▶ **Task details**
Lines before the one containing "Find the dark window" in the records below are to be left out; that line and all after it, through the end, are to be retyped exactly.

▶ **Given entries**
════

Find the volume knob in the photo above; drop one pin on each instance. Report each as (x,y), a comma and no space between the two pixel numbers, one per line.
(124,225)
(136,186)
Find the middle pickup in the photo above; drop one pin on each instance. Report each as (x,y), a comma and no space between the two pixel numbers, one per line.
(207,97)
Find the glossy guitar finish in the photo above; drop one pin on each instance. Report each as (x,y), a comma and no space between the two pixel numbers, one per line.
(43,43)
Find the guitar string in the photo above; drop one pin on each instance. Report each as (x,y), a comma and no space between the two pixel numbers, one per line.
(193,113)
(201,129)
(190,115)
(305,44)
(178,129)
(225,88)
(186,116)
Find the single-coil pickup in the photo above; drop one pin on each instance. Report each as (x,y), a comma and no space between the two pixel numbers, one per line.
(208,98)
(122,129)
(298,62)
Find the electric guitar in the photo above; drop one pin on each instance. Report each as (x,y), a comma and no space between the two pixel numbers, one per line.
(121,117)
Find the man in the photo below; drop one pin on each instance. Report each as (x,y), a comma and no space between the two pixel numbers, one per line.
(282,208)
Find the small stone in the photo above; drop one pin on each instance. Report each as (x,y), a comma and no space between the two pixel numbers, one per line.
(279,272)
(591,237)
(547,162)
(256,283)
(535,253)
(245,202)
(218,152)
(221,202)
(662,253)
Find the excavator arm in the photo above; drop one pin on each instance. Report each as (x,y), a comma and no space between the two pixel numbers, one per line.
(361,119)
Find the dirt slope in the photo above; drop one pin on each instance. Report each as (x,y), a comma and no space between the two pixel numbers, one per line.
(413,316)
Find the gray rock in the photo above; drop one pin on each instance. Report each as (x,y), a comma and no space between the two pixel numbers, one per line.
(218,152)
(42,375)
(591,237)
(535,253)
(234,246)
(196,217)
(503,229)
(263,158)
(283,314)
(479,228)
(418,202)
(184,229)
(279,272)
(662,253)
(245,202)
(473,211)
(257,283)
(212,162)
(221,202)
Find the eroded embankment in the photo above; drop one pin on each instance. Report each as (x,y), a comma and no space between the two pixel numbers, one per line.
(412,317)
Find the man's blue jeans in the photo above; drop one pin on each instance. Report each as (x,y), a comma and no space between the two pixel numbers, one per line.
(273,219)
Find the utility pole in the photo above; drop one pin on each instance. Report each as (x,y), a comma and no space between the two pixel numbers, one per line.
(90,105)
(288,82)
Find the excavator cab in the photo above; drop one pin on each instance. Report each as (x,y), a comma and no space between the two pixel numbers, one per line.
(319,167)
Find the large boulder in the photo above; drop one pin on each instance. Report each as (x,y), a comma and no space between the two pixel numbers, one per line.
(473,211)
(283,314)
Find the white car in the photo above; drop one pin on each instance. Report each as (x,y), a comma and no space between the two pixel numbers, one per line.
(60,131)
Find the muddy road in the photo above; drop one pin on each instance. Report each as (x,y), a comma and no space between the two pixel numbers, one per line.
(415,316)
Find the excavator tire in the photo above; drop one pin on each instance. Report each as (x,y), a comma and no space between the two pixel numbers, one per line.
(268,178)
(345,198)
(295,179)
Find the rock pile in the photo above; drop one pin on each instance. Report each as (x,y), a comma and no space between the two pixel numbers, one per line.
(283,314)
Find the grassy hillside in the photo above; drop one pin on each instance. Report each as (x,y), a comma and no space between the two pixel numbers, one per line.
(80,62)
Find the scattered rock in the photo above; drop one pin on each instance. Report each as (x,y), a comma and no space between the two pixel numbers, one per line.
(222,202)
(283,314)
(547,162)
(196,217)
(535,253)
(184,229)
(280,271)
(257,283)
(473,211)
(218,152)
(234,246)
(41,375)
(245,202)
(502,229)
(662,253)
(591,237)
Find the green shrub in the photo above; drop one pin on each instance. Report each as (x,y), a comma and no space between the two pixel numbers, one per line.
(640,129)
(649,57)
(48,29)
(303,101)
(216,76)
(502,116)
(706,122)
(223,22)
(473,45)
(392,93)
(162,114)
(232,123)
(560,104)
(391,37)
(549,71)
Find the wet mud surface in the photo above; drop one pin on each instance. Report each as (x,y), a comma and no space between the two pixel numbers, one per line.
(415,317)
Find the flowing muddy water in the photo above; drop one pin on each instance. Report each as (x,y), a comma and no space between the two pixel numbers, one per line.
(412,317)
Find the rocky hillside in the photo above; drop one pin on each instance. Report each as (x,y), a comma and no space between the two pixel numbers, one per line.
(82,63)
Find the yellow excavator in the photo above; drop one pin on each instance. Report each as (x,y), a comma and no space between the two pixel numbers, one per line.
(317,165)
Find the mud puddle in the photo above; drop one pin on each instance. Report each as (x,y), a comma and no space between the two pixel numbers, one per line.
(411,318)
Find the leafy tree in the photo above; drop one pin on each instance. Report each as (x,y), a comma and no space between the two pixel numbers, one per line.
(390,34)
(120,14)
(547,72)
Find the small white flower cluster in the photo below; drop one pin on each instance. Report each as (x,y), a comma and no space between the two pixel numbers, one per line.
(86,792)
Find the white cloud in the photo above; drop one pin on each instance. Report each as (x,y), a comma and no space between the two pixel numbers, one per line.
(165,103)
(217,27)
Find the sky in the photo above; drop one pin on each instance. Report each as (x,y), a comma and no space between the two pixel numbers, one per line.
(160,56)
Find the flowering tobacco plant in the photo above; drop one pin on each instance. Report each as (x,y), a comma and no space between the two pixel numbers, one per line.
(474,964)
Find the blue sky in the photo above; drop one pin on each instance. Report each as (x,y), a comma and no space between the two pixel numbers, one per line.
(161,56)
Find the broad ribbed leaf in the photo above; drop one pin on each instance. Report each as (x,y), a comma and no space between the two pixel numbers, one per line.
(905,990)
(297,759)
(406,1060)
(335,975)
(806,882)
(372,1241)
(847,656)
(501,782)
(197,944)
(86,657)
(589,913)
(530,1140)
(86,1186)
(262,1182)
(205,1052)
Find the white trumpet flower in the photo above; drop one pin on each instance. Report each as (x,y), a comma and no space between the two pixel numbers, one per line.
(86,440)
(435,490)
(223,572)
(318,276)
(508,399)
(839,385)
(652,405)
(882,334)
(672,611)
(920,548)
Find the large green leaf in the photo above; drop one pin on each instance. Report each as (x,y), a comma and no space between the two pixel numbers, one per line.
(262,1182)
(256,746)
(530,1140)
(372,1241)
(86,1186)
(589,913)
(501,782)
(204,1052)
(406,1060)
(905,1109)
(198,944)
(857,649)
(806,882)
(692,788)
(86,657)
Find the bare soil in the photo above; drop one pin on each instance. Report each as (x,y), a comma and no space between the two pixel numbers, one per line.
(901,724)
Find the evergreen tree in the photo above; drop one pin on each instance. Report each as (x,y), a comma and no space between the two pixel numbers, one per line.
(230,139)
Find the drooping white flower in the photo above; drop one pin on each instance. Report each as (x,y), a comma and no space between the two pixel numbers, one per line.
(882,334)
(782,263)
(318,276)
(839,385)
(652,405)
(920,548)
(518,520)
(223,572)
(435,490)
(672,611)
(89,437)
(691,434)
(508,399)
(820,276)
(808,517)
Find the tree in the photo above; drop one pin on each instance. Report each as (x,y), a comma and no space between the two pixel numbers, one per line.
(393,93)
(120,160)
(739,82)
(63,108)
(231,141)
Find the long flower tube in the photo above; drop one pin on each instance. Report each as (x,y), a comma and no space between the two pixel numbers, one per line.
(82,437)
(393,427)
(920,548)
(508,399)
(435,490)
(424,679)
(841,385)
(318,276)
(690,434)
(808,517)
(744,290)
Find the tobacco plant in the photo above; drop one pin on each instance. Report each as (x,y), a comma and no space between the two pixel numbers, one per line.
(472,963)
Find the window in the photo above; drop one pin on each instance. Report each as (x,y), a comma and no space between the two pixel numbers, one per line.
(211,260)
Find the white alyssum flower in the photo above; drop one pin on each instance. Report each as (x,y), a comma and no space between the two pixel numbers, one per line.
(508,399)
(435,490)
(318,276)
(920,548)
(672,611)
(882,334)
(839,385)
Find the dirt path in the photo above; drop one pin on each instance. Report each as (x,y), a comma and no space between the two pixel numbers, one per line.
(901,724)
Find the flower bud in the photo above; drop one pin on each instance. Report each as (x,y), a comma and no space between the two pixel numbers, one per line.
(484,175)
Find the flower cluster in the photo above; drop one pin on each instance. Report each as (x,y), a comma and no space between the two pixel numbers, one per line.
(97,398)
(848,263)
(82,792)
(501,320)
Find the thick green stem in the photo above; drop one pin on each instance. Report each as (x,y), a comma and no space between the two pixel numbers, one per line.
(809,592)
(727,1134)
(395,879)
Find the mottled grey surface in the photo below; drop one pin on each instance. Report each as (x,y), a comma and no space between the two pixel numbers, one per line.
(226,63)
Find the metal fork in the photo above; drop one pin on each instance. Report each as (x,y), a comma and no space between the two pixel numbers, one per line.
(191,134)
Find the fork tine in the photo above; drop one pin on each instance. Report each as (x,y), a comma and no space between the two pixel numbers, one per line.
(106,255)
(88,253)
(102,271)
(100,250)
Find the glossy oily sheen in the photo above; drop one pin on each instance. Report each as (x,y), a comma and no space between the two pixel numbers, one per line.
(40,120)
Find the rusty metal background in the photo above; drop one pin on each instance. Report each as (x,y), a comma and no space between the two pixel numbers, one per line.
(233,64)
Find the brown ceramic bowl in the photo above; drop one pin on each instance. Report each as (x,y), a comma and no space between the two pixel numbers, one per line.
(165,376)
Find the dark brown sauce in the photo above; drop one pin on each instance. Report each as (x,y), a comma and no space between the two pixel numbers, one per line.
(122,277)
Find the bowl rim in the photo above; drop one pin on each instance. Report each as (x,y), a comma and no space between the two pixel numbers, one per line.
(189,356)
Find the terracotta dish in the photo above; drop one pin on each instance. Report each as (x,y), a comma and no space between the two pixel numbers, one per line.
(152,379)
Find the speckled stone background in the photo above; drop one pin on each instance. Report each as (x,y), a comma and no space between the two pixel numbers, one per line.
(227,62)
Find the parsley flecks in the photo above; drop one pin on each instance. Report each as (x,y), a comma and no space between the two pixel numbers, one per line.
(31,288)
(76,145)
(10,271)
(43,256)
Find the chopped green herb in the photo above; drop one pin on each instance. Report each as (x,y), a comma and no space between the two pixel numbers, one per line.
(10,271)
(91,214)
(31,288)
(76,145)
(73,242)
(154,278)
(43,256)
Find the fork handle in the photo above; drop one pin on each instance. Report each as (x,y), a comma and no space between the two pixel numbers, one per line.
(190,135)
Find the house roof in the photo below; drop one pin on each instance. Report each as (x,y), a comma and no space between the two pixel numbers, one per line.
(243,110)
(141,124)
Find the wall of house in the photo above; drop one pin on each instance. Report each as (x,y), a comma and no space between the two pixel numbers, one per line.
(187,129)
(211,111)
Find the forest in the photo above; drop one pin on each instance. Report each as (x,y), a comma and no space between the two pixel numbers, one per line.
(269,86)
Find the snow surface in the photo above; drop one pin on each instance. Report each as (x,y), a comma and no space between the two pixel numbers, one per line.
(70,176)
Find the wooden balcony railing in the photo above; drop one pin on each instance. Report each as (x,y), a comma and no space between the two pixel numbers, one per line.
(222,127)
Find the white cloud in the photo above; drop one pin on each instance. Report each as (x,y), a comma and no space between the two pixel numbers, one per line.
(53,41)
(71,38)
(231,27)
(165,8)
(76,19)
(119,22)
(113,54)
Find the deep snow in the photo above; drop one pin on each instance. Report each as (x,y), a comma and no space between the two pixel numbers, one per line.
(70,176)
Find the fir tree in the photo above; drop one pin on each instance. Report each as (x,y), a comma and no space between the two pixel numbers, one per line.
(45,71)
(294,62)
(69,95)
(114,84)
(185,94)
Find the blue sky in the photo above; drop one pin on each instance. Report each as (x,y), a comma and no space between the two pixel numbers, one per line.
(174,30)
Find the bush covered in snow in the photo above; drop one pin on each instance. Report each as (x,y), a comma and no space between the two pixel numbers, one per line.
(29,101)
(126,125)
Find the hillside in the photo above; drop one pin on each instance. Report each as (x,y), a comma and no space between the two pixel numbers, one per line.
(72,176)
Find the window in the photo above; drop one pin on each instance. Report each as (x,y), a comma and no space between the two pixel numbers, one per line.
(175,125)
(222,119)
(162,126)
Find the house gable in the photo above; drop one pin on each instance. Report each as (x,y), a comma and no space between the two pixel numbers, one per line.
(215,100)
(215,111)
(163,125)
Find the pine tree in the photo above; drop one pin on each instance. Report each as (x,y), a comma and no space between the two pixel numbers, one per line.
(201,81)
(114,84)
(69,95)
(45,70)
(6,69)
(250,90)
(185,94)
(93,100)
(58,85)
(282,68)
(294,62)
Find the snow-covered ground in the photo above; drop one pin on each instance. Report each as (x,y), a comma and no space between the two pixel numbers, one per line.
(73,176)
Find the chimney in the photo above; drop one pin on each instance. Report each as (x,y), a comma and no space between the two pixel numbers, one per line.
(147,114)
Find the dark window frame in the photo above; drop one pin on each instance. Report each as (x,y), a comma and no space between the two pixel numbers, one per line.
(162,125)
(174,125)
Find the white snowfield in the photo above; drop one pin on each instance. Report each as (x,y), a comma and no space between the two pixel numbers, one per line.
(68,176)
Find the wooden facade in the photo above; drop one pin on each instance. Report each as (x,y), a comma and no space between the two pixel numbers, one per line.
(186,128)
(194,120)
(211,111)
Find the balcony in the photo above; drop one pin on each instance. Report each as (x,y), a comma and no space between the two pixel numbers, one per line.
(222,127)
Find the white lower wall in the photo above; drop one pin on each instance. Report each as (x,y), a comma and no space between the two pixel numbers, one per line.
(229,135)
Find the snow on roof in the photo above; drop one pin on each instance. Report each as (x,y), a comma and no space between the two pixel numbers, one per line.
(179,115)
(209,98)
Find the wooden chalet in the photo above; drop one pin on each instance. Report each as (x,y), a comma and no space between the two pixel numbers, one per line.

════

▶ **Answer to this task**
Find the dark window frame in the photo above; drop one pin on each instance. Report each as (x,y), a comma and no space between the two pixel numbers, one per line.
(162,125)
(174,125)
Find the white snowfield in the photo above; drop one pin on each instance. Report each as (x,y), a comma and no space between the two pixel numbers, one per line.
(68,176)
Find the wooden facade in the photo above; drop one pin on each instance. Report each as (x,y), a comma and no space between the two pixel numbers, one per line.
(186,128)
(194,120)
(211,111)
Find the balcony in the photo above; drop one pin on each instance. Report each as (x,y), a comma and no space between the two pixel numbers, one per line.
(222,127)
Find the white lower wall in the photo above; drop one pin on each instance. Report each as (x,y), a comma and no space between the two pixel numbers, one per line.
(229,135)
Find the snow on roof in the photo above; drop one pin on each instance. Report each as (x,y), a comma and no space between the two pixel numbers, one per line.
(179,115)
(209,98)
Find the wooden chalet in the photo above; drop one pin on each instance. Report each as (x,y), a comma and no space between the two pixel numbers, one per line.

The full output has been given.